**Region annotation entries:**
+-------+

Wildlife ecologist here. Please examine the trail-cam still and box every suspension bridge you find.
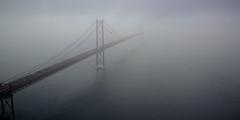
[0,20,142,120]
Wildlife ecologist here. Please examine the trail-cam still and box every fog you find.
[0,0,240,120]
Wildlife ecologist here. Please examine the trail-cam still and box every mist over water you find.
[0,0,240,120]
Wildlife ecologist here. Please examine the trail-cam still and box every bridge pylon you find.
[96,19,105,69]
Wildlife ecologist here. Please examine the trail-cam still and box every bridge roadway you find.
[0,33,141,98]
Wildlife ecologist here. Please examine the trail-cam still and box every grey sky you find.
[0,0,240,18]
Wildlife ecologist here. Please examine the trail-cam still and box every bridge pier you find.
[0,94,15,120]
[96,19,105,69]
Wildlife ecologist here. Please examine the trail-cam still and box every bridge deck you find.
[0,34,139,97]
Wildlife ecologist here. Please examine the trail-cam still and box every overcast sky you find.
[0,0,240,18]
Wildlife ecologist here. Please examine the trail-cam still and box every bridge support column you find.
[0,94,15,120]
[96,19,105,69]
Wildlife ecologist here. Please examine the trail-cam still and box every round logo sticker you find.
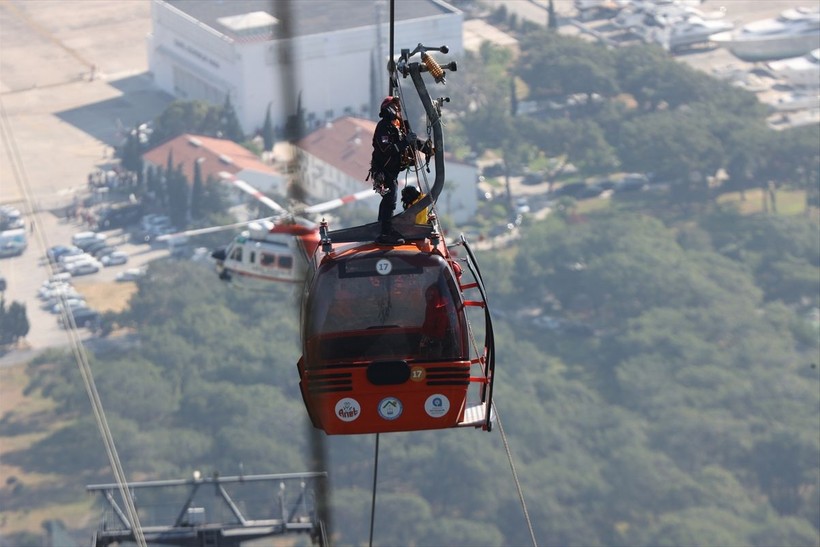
[336,397,362,422]
[376,258,393,275]
[424,393,450,418]
[379,397,401,420]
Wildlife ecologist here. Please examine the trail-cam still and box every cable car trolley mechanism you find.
[297,44,495,435]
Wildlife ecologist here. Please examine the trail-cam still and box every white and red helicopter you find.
[171,172,376,285]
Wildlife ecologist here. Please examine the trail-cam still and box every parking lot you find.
[0,0,171,363]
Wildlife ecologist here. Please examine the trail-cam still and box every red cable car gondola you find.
[298,44,495,434]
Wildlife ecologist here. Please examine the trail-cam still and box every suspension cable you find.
[368,433,379,547]
[492,403,538,547]
[0,99,147,547]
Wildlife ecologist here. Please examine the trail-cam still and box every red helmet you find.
[380,95,401,110]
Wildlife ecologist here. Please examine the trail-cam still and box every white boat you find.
[766,49,820,89]
[646,16,734,52]
[710,7,820,62]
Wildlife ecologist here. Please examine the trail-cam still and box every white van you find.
[71,232,106,248]
[0,228,28,257]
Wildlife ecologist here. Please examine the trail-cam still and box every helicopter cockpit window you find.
[307,255,466,359]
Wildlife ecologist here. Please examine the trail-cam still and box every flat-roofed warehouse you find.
[147,0,463,135]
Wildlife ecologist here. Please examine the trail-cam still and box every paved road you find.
[0,0,171,366]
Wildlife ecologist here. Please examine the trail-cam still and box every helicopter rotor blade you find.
[219,171,288,214]
[299,190,378,213]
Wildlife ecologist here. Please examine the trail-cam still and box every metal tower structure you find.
[86,472,327,547]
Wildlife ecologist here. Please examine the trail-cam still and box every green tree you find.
[191,160,205,219]
[166,162,190,229]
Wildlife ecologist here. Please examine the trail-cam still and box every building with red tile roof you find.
[295,116,478,223]
[142,133,287,203]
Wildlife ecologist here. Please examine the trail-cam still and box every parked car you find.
[94,245,119,261]
[71,232,106,250]
[49,298,88,315]
[46,245,83,263]
[66,258,102,277]
[57,308,102,329]
[551,182,587,198]
[100,251,128,267]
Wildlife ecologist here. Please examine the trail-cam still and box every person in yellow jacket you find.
[401,184,429,224]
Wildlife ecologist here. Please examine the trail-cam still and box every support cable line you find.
[493,403,538,547]
[368,433,379,547]
[0,99,147,547]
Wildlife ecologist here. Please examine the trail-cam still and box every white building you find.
[147,0,463,134]
[295,116,478,224]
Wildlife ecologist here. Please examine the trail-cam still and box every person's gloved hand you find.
[421,139,436,156]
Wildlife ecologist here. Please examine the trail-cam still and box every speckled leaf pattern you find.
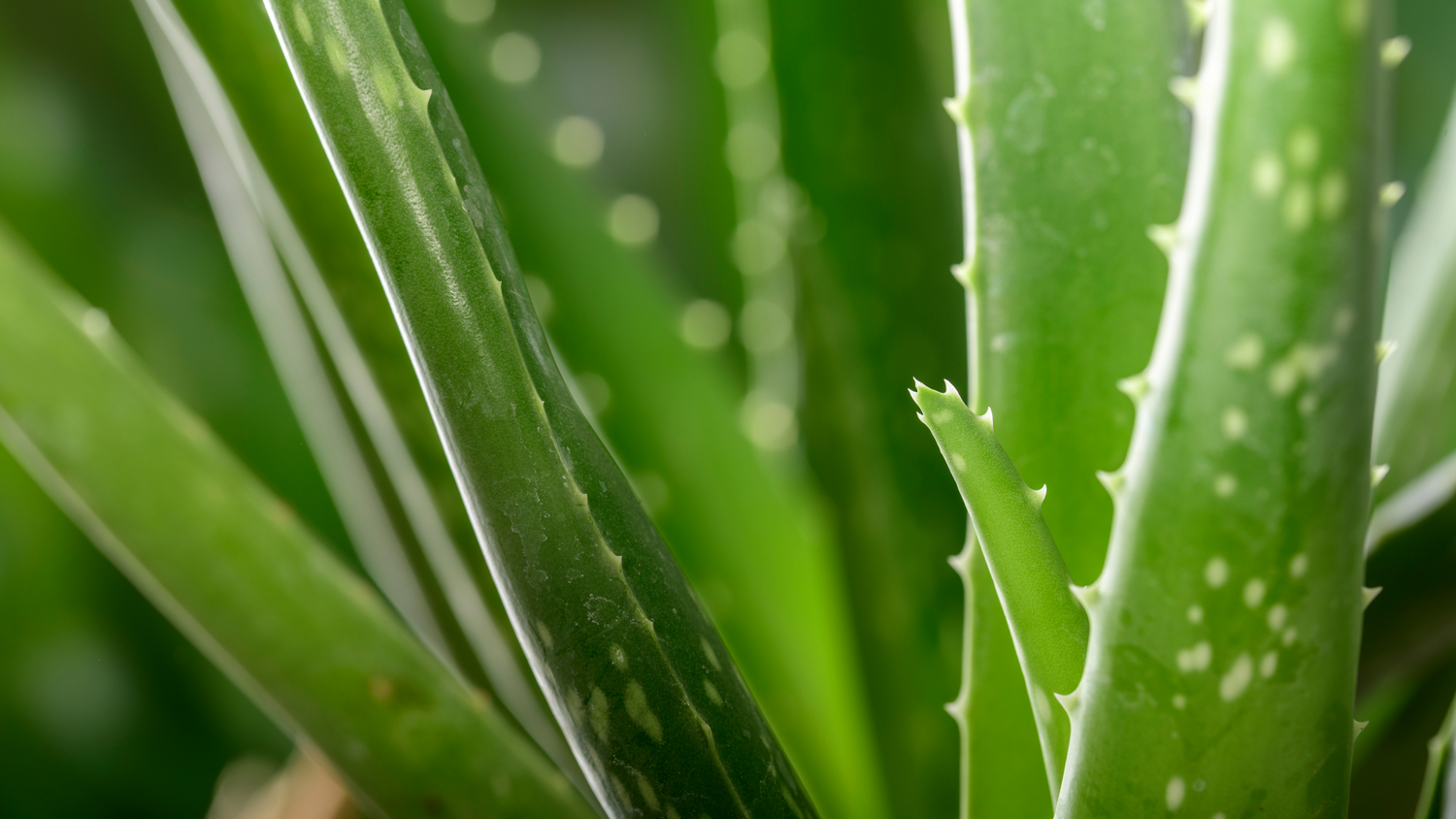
[1057,0,1382,818]
[268,0,814,818]
[946,0,1191,819]
[911,382,1088,781]
[0,225,594,819]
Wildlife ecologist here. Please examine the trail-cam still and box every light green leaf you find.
[0,217,593,819]
[268,0,814,816]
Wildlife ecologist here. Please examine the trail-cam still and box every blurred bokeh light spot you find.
[608,193,658,246]
[552,116,608,167]
[727,122,779,179]
[739,390,800,452]
[713,30,769,88]
[680,298,733,349]
[446,0,495,24]
[739,298,794,352]
[733,219,788,277]
[491,32,542,85]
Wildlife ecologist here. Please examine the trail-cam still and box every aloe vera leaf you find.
[149,0,574,789]
[911,381,1088,793]
[1374,80,1456,496]
[1059,0,1382,818]
[0,0,354,562]
[0,220,593,818]
[1360,455,1456,693]
[769,0,967,816]
[268,1,814,816]
[410,3,882,816]
[0,446,287,819]
[137,1,448,666]
[946,0,1187,816]
[1415,703,1456,819]
[1350,651,1456,819]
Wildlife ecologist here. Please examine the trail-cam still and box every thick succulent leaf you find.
[396,1,885,816]
[268,0,814,816]
[911,382,1088,792]
[769,0,973,816]
[946,0,1188,816]
[1360,455,1456,696]
[1350,654,1456,819]
[1374,80,1456,495]
[0,222,593,819]
[1059,0,1382,818]
[151,0,587,790]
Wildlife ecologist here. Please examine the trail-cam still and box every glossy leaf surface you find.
[0,220,593,819]
[268,0,812,816]
[946,0,1187,818]
[1059,0,1382,818]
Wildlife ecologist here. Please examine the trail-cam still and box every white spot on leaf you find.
[1260,17,1299,76]
[1219,653,1254,703]
[1203,554,1229,589]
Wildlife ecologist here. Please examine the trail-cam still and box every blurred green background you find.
[0,0,1456,819]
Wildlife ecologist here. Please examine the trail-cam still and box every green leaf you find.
[911,381,1095,792]
[769,0,973,819]
[0,220,593,819]
[946,0,1188,818]
[1415,703,1456,819]
[139,0,577,792]
[410,1,885,816]
[1374,80,1456,498]
[268,0,814,816]
[1059,0,1382,818]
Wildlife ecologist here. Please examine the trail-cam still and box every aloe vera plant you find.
[917,1,1404,816]
[0,0,1456,819]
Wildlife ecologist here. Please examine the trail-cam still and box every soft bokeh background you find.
[0,0,1456,819]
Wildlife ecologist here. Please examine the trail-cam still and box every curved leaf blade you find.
[268,0,814,816]
[0,222,594,819]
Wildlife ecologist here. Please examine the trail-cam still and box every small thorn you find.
[1027,484,1047,512]
[1184,0,1208,33]
[945,548,972,576]
[1168,77,1199,111]
[945,694,966,726]
[951,262,973,289]
[1380,36,1411,68]
[1371,464,1391,489]
[1147,224,1178,256]
[1117,373,1152,408]
[1097,470,1127,501]
[1072,583,1103,609]
[941,96,970,125]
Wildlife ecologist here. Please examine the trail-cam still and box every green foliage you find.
[0,222,591,818]
[0,0,1456,819]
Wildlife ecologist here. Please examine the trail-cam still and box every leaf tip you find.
[1097,469,1127,501]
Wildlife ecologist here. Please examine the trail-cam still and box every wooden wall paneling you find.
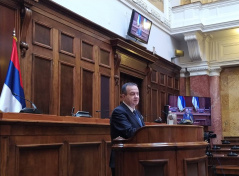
[32,20,52,49]
[104,141,112,176]
[31,19,54,114]
[81,69,95,115]
[59,32,75,57]
[100,75,111,118]
[31,55,52,114]
[99,48,111,68]
[68,142,104,176]
[59,61,75,116]
[16,143,63,176]
[98,46,113,118]
[159,91,168,123]
[0,1,19,95]
[81,40,94,62]
[150,88,160,122]
[50,28,60,115]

+-------+

**Goal:** Put these items into a two-column CSV with one row per item, using the column names request and boxes: the request text goes in the first column and its bounding boxes in the second. Quote each field, replace line breaks with spaces, and leave out the pictures.

**Answer to this exercise:**
request,boxes
"Wildlife ecologist here. Please examine the trail-cam still and box every suspension bridge you find.","[0,20,142,120]"
"Wildlife ecologist here. Please examine the trail-cam still and box every fog you find.","[0,0,240,120]"
"Wildlife ecologist here. Please examine the trail-cam still and box every mist over water you find.","[0,0,240,120]"
"Wildlife ecologist here. Please examine the trail-cam still and box every bridge pylon you find.","[96,19,105,69]"
"Wildlife ecologist here. Please examine the trail-cam still and box every bridge roadway you find.","[0,33,141,98]"
"Wildlife ecologist here. Please examine the trail-cam still and box every grey sky you find.","[0,0,240,18]"
"Wildlife ecologist here. Please examine the trail-cam still and box every bridge pier you find.","[0,94,15,120] [96,19,105,69]"
"Wildlife ecologist here. Please examine the trail-cam still and box every bridge deck you find.","[0,34,139,97]"
"Wildlife ecologist here. Please examine the trail-cam still and box every overcast sky you find.","[0,0,240,18]"
"Wildlife ecologist here. Please examine the trail-cam still and box every bridge support column you find.","[0,94,15,120] [96,19,105,69]"
"Wildlife ecologist here. Please examine the trail-cam still and box every round logo sticker you find.","[336,397,362,422] [376,258,393,275] [424,393,450,418] [379,397,401,420]"
"Wildlife ecologist here. Please examine the trail-cam still and box every cable car trolley mechanism you find.","[297,44,495,435]"
"Wildlife ecologist here. Please examine the trail-cam still and box every white and red helicopter you find.","[171,172,376,285]"
"Wildlife ecologist here. Please examine the trail-cam still and box every parking lot you find.","[0,0,171,363]"
"Wildlife ecologist here. Please examine the trail-cam still and box every red cable car gondola you find.","[298,44,495,434]"
"Wildlife ecologist here. Please examine the trail-cam still and box every suspension cable you find.","[368,433,379,547] [492,403,538,547] [0,99,147,547]"
"Wildlife ecologist here. Please examine the trail-cam still and box every red helmet you find.","[380,95,401,110]"
"Wildlife ecologist here. Please examine the trail-cam still and box every white boat you find.","[766,49,820,89] [646,16,734,52] [710,7,820,62]"
"Wildlife ecologist here. Please examine the trail-cam still and box every white van you find.","[71,232,106,248] [0,228,28,257]"
"Wildlife ecologist here. Please examine the trail-cam still and box every helicopter cockpit window you find.","[307,255,466,359]"
"Wildlife ecologist here. Please examine the trail-cam still and box every flat-roofed warehouse you find.","[147,0,463,135]"
"Wildlife ecologist here. Please examine the trail-cam still and box every paved road you find.","[0,0,171,366]"
"Wildlife ecologist here. Please examine the trail-cam still and box every helicopter rotor blade you find.","[219,171,288,214] [299,190,378,213]"
"Wildlife ecologist here. Please examine the trail-cam still and box every metal tower structure you find.","[86,472,327,547]"
"Wildlife ecologist here. Please examine the trail-cam still and box every green tree you find.","[191,160,205,219] [166,162,190,229]"
"Wildlife ecologist here. Please examine the trail-cam still and box every building with red tile roof you find.","[295,116,478,223] [142,133,287,203]"
"Wildlife ecologist here. Please examine the trail-cam still and box every parked car you find.","[94,245,119,261] [71,232,106,250] [49,298,88,315] [46,245,83,263] [66,258,102,277] [57,308,102,329] [551,182,587,198] [100,251,128,267]"
"Wildlife ecologist here. Please examine the trail-cam still and box every person in yellow jacket you find.","[401,184,429,224]"
"Wildlife ecologist here. Please examine the trail-cam still and box every support cable line you find.","[493,403,538,547] [368,433,379,547] [0,99,147,547]"
"Wildlife ecologist here. Please examine the trail-cam still and box every white building you find.","[147,0,463,134] [295,116,478,224]"
"Wildlife ecologist here. Please examine the trail-cam still and box every person's gloved hand you find.","[421,139,436,156]"
"Wildlife ecologist here. Please examine the trail-cam still and box every speckled leaf pattern you find.","[1057,0,1382,818] [268,0,814,818] [946,0,1191,819] [911,382,1088,781] [0,225,594,819]"
"Wildlife ecologist here. Please examine the trail-cam still and box every light green leaf you find.","[0,217,593,819] [268,0,814,816]"
"Wildlife ecologist here. Please examine the trail-cam still and box every blurred bokeh light spot you find.","[608,193,658,246] [552,116,608,167] [727,122,779,179] [739,390,800,452] [713,30,769,88] [680,298,733,349] [446,0,495,24] [739,298,794,352] [733,219,788,277] [491,32,542,85]"
"Wildlife ecologist here. Please examine the trail-cam still and box every aloe vera leaf you find.","[149,0,574,789] [911,381,1088,793] [1374,80,1456,496] [1059,0,1382,818] [0,0,354,562] [0,220,593,818] [1360,455,1456,693] [769,0,967,816] [268,1,814,816] [410,3,882,816] [0,446,287,819] [137,1,448,666] [946,0,1187,816] [1415,703,1456,819] [1350,651,1456,819]"
"Wildlife ecologist here. Please examine the trail-cam still and box every thick succulent leaf you find.","[396,1,885,816] [268,0,814,816] [911,382,1088,792] [769,0,973,816] [946,0,1188,816] [1360,455,1456,696] [1350,654,1456,819] [1374,80,1456,495] [0,222,593,819] [1059,0,1382,818] [151,0,587,790]"
"Wildlife ecologist here. Please examine the trail-cam still and box every glossy leaf surface you find.","[0,220,593,819] [268,0,812,816] [946,0,1187,818] [1059,0,1382,818]"
"Wildlife ecologist here. Please examine the trail-cam still and box every white spot on leaf you find.","[1260,17,1299,76] [1219,653,1254,703] [1203,554,1229,589]"
"Wildlife ecologist here. Please examine the trail-cam still and box every blurred green background you find.","[0,0,1456,819]"
"Wildlife ecologist here. Please examine the trail-cam still and box every green leaf you find.","[911,381,1095,792] [769,0,973,819] [0,220,593,819] [946,0,1188,818] [1415,703,1456,819] [139,0,577,792] [410,1,885,816] [1374,80,1456,498] [268,0,814,816] [1059,0,1382,818]"
"Wildlife ecologist here. Please examine the trail-cam still and box every aloe vera plant you find.","[917,1,1404,816] [0,0,1456,819]"
"Wildlife ecologist here. Please examine the trail-cam still and box every soft bokeh background you find.","[0,0,1456,819]"
"Wildlife ecologist here. Please examine the trail-cam still and box every curved leaf blade you find.","[268,0,814,816] [0,222,594,819]"
"Wildlife ecologist here. Please examine the trail-cam still and box every small thorn you find.","[1027,484,1047,512] [1184,0,1208,33] [945,548,972,576] [1168,77,1199,111] [945,694,966,726] [951,262,973,289] [1380,36,1411,68] [1371,464,1391,489] [1147,224,1178,256] [1117,373,1152,408] [1097,470,1127,501] [1072,583,1103,609] [941,96,970,125]"
"Wildlife ecologist here. Please examine the trail-cam still and box every green foliage you find.","[0,222,591,818] [0,0,1456,819]"
"Wildlife ecologist here. Please examine the trail-cam still and box every leaf tip you find.","[1097,469,1127,501]"
"Wildlife ecologist here. Please examine the trail-cam still and box every wooden wall paneling you find.","[32,20,52,49] [104,141,112,176] [31,19,54,114] [81,69,95,115] [59,32,75,57] [100,75,111,118] [31,55,52,114] [99,48,111,68] [68,142,104,176] [59,61,75,116] [16,143,63,176] [98,46,113,118] [159,91,168,123] [0,1,19,95] [81,40,94,62] [150,88,160,122] [50,28,60,115]"